### Direction
Count the lines in the listing below that contain the string "Return", and give only the number.

Excerpts from annotation records:
****************

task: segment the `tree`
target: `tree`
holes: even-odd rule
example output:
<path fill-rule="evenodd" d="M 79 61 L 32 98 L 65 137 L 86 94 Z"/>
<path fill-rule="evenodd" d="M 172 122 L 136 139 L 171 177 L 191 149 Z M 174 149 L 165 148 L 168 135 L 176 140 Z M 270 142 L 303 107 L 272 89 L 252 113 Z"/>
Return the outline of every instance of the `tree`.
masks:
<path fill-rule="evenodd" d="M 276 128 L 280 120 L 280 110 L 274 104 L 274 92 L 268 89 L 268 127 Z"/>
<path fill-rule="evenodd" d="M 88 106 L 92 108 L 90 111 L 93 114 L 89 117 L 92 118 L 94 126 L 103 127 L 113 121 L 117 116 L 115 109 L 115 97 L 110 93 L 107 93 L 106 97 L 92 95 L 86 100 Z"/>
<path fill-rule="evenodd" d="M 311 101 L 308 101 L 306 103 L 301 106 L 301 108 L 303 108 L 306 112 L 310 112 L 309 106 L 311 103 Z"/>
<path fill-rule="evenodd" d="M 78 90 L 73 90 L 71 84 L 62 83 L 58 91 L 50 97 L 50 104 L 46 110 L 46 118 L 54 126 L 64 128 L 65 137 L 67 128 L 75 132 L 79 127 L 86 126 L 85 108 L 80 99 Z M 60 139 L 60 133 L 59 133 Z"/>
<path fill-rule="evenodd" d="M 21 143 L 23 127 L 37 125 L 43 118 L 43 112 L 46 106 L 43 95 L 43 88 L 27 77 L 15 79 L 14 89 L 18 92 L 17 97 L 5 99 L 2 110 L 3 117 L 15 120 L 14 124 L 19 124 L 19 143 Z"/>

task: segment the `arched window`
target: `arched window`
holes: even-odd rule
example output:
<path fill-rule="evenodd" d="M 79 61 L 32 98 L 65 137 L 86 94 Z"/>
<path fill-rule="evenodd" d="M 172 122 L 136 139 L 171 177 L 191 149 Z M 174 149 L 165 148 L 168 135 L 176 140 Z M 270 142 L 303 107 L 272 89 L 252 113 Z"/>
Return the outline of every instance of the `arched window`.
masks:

****************

### The completed task
2